• WORK INSTRUCTION: Please report how many lines below contain "Should", writing nothing except the number.
Segment Open
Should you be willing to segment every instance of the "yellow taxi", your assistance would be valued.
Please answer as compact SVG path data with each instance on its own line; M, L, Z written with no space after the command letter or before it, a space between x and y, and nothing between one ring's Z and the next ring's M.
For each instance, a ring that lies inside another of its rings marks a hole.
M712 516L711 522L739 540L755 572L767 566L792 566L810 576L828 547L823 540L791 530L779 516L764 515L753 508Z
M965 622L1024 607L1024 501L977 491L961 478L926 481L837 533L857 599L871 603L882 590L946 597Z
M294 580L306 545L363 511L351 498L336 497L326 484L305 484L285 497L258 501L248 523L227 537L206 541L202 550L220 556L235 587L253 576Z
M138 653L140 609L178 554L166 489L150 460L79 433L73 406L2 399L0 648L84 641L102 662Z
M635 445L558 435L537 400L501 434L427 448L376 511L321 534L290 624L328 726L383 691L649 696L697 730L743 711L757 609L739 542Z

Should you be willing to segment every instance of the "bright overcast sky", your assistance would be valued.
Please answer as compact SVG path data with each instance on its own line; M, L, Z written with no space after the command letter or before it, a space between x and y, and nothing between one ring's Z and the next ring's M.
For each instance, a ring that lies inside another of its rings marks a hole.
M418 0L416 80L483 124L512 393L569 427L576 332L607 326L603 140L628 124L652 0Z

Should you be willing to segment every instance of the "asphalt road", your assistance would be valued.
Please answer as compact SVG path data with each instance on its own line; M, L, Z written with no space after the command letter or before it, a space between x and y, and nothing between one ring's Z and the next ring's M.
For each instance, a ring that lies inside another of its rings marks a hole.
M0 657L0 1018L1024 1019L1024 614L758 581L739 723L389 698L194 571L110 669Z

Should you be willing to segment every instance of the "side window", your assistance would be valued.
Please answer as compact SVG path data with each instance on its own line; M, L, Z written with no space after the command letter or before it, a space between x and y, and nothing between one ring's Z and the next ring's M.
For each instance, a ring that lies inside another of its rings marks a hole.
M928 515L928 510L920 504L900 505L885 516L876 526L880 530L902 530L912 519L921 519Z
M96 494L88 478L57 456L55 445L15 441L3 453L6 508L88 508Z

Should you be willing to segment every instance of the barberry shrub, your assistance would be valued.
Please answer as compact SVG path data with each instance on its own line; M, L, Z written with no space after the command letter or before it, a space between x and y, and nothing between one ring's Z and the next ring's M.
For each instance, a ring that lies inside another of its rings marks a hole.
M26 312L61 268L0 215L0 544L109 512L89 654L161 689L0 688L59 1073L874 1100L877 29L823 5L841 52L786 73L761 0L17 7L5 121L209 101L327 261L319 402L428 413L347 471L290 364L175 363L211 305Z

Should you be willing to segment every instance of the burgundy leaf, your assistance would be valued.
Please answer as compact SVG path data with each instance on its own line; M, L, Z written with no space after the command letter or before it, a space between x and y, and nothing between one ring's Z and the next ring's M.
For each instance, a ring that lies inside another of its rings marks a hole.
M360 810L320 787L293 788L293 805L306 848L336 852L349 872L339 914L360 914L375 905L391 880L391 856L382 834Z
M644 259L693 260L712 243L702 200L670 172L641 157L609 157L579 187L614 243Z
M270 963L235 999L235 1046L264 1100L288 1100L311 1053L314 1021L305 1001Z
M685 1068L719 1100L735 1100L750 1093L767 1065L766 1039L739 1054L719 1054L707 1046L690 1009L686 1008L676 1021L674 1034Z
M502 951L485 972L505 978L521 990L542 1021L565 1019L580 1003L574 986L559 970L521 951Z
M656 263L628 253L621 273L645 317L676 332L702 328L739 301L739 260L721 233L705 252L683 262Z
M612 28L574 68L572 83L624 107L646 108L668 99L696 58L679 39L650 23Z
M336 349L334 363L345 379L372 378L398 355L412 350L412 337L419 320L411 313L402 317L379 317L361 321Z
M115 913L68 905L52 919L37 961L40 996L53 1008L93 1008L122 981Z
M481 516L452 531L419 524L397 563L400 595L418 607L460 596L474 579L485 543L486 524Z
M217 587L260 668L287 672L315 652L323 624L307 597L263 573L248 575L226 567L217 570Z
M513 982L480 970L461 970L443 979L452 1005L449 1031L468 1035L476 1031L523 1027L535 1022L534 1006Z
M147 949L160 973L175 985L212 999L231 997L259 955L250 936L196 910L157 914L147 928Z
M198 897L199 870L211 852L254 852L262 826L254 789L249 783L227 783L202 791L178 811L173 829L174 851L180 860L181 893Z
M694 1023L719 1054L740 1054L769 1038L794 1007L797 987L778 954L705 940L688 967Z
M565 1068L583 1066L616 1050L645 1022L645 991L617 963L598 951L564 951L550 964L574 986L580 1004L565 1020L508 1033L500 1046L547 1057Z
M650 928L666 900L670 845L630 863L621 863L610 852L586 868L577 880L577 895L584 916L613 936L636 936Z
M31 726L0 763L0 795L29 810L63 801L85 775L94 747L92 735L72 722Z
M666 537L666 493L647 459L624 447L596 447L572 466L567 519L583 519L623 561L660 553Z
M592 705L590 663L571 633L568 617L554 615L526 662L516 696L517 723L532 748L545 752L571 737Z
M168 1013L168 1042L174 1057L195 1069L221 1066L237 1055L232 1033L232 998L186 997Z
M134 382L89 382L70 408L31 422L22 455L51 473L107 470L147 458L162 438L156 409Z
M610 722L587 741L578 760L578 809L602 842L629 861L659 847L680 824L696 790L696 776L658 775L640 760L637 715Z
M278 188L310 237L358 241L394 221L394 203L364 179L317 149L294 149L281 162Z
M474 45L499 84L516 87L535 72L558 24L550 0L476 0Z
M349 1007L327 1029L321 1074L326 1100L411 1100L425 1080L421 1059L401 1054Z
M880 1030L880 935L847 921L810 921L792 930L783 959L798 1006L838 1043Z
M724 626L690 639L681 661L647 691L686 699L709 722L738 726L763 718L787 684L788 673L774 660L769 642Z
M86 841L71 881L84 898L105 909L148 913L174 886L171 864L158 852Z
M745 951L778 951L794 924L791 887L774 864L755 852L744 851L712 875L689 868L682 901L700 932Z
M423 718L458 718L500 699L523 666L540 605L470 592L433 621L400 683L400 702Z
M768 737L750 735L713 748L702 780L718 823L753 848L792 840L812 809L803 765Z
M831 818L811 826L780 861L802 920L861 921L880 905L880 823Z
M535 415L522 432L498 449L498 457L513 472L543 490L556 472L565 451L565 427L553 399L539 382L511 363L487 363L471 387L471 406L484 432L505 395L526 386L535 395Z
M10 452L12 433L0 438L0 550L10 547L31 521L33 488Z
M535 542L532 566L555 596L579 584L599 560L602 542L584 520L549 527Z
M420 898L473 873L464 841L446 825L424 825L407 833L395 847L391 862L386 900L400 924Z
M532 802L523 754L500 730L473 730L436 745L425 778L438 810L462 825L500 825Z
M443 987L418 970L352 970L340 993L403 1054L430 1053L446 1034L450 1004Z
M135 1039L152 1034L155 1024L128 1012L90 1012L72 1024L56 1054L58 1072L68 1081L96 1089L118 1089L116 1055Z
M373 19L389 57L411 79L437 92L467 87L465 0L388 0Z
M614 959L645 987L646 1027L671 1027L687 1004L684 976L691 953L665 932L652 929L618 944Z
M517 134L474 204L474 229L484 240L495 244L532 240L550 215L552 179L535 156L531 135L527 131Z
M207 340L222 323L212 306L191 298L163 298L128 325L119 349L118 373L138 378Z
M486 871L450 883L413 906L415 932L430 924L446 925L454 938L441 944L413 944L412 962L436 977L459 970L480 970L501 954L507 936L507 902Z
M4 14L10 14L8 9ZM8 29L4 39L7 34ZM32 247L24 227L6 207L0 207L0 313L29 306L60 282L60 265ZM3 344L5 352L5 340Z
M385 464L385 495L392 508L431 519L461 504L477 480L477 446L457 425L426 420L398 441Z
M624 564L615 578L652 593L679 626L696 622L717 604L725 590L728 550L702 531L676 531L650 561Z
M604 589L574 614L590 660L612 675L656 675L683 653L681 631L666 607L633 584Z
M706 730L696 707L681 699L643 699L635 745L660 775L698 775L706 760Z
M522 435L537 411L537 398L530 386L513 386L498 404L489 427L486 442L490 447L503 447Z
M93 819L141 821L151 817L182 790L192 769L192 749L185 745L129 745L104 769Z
Segment Closed
• TASK OUTPUT: 6